#### DESCRIPTION OF THE TASK
Take the records from the line containing "Exercise. Pick out the table" through the end, switch every "wooden" to "timber", and return only those lines with nothing else altered.

-=-=-

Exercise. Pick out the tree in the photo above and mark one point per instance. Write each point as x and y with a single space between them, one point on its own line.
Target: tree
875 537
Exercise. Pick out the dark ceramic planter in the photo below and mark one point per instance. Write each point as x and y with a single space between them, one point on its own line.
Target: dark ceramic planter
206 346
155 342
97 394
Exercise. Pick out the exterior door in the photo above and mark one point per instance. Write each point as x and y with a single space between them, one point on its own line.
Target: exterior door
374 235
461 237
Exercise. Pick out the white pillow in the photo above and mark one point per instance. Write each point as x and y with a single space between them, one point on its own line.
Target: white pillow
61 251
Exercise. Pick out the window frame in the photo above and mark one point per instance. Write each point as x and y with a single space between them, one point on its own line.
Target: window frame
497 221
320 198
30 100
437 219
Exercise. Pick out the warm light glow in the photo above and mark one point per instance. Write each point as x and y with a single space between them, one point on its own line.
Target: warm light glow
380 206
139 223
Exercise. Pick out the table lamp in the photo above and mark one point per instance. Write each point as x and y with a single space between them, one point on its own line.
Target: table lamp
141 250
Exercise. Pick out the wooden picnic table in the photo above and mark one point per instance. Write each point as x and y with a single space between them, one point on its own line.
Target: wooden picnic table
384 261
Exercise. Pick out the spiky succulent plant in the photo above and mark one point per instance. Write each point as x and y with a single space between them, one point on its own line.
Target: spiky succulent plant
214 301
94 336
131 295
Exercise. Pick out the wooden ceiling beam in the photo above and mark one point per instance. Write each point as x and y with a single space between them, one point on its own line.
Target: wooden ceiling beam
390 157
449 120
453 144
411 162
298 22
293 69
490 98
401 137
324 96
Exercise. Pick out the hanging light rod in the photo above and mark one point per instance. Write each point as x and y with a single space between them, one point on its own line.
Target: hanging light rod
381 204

-=-=-

#### WRITTEN ANSWER
Exercise. Pick out the table lamp in the photo above and mark one point per instance. Write each point as x and y with a single space between them, one point on its own line.
Target: table lamp
141 250
Exercise. Pick out the timber picnic table in the photo above and mark one point per instance. Write each point as x and y with a single space between them, one point on its own line.
Target: timber picnic table
384 261
Exercise. Pick out the spiky succulent plant in the photo above and mark one point per instance. Write each point as x and y with a single space between them, one point on its own line.
Target: spiky succulent plant
214 301
94 336
131 295
Exercise. Pick out the timber ceiling beam in the photo above and mark one point per instance. Write each point as x and y with a single space between them, one point on its own line.
Target: timber ceiling beam
390 157
449 120
453 144
411 162
298 22
293 69
490 98
401 137
324 96
Exercise. Pick out the hanging light rod in the photo above and mark one point per instance. Write each point as x and y with a single space between them, one point on its own line.
Target: hanging light rod
381 204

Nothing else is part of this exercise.